### YOUR INSTRUCTIONS
Each line from the one containing "[(23, 29), (8, 30), (58, 17)]" through the end of the entries below must be output exactly; no other line belongs.

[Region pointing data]

*** Block opens ***

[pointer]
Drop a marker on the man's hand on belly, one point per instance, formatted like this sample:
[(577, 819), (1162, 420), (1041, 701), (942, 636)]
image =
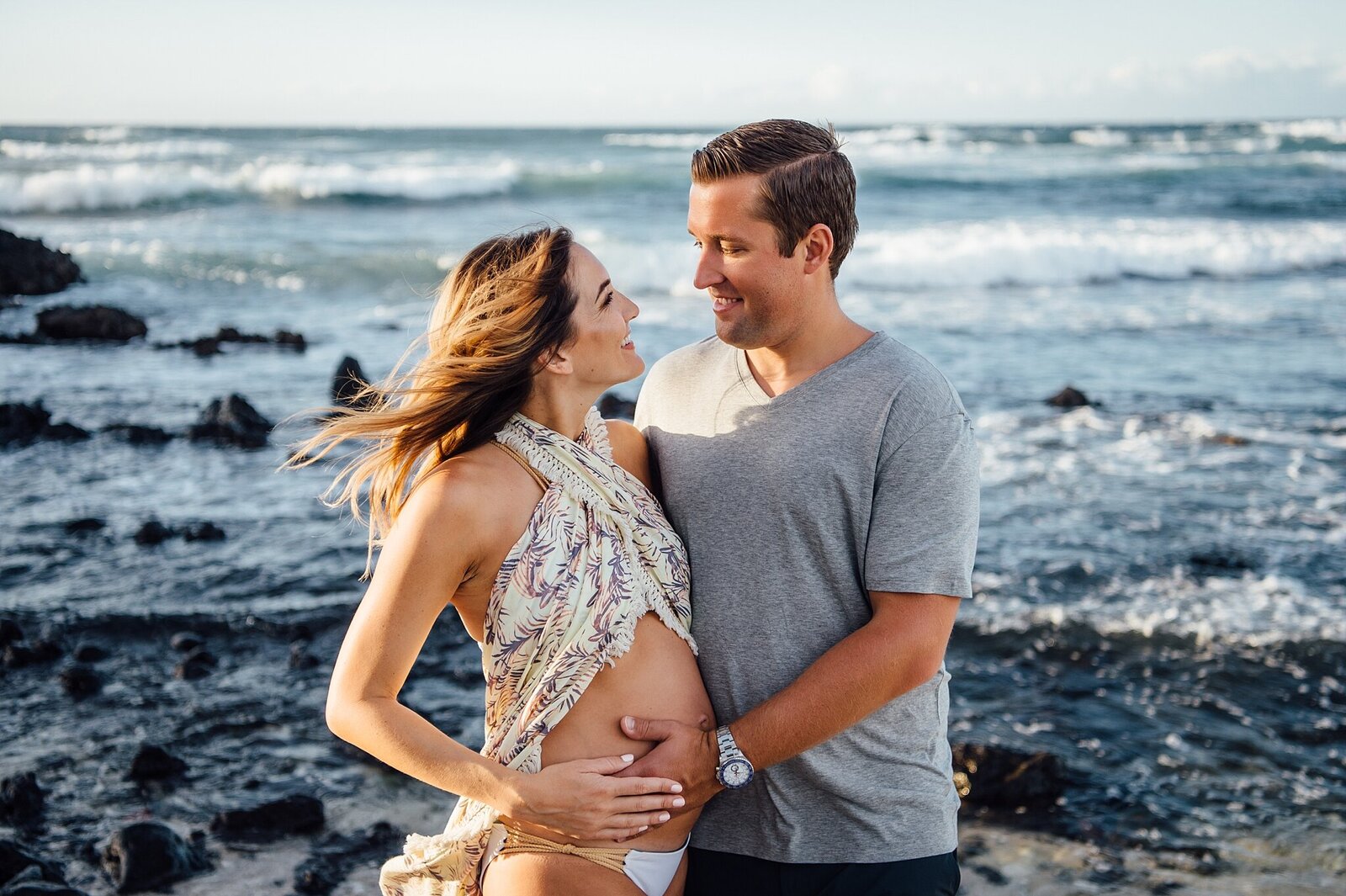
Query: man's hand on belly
[(684, 752)]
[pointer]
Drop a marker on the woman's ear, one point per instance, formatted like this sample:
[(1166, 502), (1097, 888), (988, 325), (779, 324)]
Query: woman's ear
[(556, 361)]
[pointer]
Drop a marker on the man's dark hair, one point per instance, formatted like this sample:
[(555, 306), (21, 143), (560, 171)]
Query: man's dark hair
[(805, 179)]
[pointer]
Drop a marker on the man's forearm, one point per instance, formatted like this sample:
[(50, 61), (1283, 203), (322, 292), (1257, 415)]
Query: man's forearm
[(867, 669)]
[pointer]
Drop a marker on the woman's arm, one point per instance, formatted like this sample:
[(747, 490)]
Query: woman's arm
[(430, 552)]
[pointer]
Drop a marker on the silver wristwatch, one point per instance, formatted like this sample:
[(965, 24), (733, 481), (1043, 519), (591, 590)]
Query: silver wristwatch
[(735, 770)]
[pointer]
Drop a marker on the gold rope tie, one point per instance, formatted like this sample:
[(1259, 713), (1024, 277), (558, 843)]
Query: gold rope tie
[(520, 841)]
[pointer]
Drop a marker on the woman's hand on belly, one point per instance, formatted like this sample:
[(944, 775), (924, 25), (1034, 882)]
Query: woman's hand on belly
[(583, 799)]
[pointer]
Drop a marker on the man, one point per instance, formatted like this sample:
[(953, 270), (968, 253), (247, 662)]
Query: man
[(824, 480)]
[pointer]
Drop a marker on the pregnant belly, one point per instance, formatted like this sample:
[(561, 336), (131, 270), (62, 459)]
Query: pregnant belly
[(656, 678)]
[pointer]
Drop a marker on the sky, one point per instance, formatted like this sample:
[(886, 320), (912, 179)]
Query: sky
[(583, 62)]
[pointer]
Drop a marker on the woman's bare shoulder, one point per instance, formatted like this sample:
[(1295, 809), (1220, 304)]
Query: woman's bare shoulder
[(629, 449)]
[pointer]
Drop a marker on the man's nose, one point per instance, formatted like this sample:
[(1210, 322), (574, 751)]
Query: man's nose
[(707, 271)]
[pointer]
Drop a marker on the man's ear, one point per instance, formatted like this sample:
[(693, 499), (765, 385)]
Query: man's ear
[(818, 248)]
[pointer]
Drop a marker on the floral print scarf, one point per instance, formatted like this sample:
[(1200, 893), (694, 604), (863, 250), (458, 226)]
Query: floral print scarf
[(596, 556)]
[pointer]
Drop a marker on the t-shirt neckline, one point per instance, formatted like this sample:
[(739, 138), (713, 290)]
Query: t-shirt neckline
[(754, 389)]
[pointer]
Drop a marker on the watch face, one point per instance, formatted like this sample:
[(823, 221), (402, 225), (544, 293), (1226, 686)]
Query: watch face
[(735, 772)]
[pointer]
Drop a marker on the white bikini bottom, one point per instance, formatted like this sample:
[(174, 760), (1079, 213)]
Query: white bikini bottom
[(652, 872)]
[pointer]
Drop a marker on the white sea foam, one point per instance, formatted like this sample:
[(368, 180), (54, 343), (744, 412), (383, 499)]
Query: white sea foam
[(132, 184), (1255, 610), (34, 150), (1330, 130), (114, 134), (1084, 251), (1100, 136), (411, 182), (87, 186)]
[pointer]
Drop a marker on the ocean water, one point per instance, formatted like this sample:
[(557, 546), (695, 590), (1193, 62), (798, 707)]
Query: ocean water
[(1161, 584)]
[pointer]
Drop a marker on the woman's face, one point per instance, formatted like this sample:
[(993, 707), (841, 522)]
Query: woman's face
[(602, 353)]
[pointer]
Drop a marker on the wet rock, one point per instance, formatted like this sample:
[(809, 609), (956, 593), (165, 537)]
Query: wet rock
[(614, 406), (87, 653), (347, 384), (22, 887), (232, 421), (295, 814), (1069, 397), (185, 640), (85, 525), (155, 763), (991, 875), (151, 855), (336, 855), (19, 867), (208, 346), (199, 664), (138, 435), (24, 424), (29, 268), (1221, 561), (89, 323), (204, 530), (80, 681), (152, 533), (18, 654), (10, 631), (299, 655), (20, 798), (1000, 778)]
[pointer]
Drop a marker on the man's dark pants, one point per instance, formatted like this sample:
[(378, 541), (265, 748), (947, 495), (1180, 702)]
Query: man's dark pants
[(711, 873)]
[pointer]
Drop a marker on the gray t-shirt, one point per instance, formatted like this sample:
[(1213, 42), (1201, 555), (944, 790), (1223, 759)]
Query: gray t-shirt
[(861, 478)]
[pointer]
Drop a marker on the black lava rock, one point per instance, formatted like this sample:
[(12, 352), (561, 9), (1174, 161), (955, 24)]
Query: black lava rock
[(204, 530), (1003, 778), (10, 631), (152, 533), (94, 323), (20, 798), (29, 268), (87, 653), (295, 814), (138, 435), (232, 421), (19, 867), (199, 664), (1069, 397), (336, 855), (185, 640), (612, 406), (347, 384), (155, 763), (150, 855), (80, 681), (24, 424)]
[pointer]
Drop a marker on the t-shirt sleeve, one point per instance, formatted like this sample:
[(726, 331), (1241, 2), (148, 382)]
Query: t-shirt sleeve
[(926, 505)]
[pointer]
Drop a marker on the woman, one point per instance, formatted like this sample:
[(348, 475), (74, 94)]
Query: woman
[(495, 486)]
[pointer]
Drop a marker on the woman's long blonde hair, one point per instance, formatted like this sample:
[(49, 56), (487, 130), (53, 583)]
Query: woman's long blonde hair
[(502, 308)]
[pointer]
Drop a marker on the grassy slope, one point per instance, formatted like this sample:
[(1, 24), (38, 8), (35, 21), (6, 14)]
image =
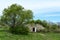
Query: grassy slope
[(32, 36)]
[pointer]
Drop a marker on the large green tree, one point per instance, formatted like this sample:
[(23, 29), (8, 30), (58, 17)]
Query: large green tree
[(16, 15)]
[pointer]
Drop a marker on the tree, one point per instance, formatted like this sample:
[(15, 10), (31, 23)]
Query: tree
[(15, 15)]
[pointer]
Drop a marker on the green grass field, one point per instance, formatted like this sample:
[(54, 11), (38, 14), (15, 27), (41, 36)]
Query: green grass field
[(32, 36)]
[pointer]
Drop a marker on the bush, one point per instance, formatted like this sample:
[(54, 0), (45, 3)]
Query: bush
[(19, 30)]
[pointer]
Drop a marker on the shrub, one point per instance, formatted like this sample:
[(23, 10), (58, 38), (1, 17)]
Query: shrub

*** Block closes ***

### RESPONSE TO THIS TASK
[(23, 29), (8, 30), (58, 17)]
Query: large green tree
[(16, 15)]
[pointer]
Drop a marker on the tree, one point per instance, formatted like this sample:
[(15, 10), (31, 23)]
Query: tree
[(15, 15)]
[pointer]
Drop a marker on the green grass field, one point per instance, formatted like this sample:
[(54, 11), (38, 14), (15, 27), (41, 36)]
Query: green grass field
[(32, 36)]
[pointer]
Drop a marker on the bush, one point per instance, formatted like this sample:
[(54, 0), (45, 3)]
Query: bush
[(19, 30)]
[pointer]
Drop a marker on the shrub, one point per instance, formatted like this sample:
[(23, 10), (58, 38), (1, 17)]
Query: shrub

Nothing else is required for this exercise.